DOCUMENT EXCERPT:
+---+

Demonstrating the proper implementation of your transfer pricing policy with verifiable evidence
May, 19th 2014
Our last discussion revolved around the need to have in place, a transfer pricing (TP) policy that could help to justify to the Federal Inland Revenue Service (FIRS) that the price being paid for your intra-group and other related party transactions is not arbitrary, and has not been manipulated to confer on you or your related party an undue advantage to the detriment of the Revenue.
In this publication, we will look at the requirements of the Nigeria TP regulations for taxpayers to demonstrate, where necessary, actual and proper implementation of what is contained in their TP policies.
It is pertinent to appreciate initially that while having a TP policy provides a valid framework for, and also signifies your organization’s intention towards, achieving market driven prices when transacting business with a related party, the evidence that this policy is actually implemented lies with the availability of a proper ‘compliance-based’ documentation (it is possible that an organization have other forms of TP documentation for different objectives e.g., a planning documentation for business restructure purposes).
A compliance-based documentation is generally developed for submission to a tax authority to support the arm’s length nature of the chosen TP policy and practices. The objective of having such documentation in place is to support the arm’s length nature of the taxpayer’s transfer prices and comply with local legislative and regulatory TP requirements. Accordingly, the Nigeria TP regulations require taxpayers to keep necessary information which can be used to back their TP practices. This requirement is specifically spelt out under Regulations 6 (1) of the Nigeria TP rules. The language of the TP rules is such that the FIRS expects the relevant documentation to be in place prior to the due date for filing the income tax return for the year in which the documented transactions occurred.

+---+

Can you write the next passage of the transfer pricing article above, picking up right after its final sentence?

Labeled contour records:
+---+

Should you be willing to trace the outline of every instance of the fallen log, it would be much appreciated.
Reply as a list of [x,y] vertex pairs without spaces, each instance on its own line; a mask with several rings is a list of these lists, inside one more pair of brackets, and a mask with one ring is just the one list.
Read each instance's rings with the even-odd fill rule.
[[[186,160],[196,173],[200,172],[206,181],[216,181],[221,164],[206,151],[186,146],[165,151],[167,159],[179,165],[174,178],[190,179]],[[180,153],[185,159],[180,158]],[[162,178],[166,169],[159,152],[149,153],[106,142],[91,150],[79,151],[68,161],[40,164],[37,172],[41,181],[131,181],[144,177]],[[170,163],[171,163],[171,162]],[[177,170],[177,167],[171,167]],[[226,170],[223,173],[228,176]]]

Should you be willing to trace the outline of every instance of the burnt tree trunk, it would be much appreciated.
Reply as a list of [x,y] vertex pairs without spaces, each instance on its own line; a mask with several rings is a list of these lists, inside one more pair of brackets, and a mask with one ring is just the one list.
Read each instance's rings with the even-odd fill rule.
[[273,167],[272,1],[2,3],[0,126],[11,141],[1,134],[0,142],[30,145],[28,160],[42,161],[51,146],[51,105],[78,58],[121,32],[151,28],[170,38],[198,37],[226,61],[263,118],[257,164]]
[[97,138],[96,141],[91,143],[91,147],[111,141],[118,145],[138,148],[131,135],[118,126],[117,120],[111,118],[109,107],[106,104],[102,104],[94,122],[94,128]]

+---+

RESULT FOR THIS EXERCISE:
Looking at this provision critically, this expectation partly provides a safeguard for taxpayers should any issue arise on their TP practices with the Revenue. The present TP regulations require taxpayers to submit, with their tax returns, appropriate TP declaration and disclosure forms. Upon examination of these forms, the FIRS may request for detailed TP documentation which must be provided by the taxpayer within 21 days (although conditions exist under which a 7-day extension can be made in this regard). Preparing proper TP documentation before filing tax returns, therefore, put the taxpayer in a relatively safer position should the FIRS subsequently make a request for such. It is even more pertinent that a taxpayer gives serious attention to this requirement because under the Nigeria TP regulations, the onus of showing that the conditions of the related party transactions are consistent with the arm’s length principle rests with the taxpayer. This is regarded as the burden of proof. This element of the regulations reflects the significant responsibility borne by the taxpayer to prove the correctness of its transfer pricing methodology, at least in the first instance. The burden of proof is considered to have been satisfied only after the taxpayer provides documentation consistent with the requirements of the regulations. Otherwise, once the FIRS makes a prima facie showing that a taxpayer’s pricing is inconsistent with the arm’s length, the taxpayer acquires the burden of proof at that instance.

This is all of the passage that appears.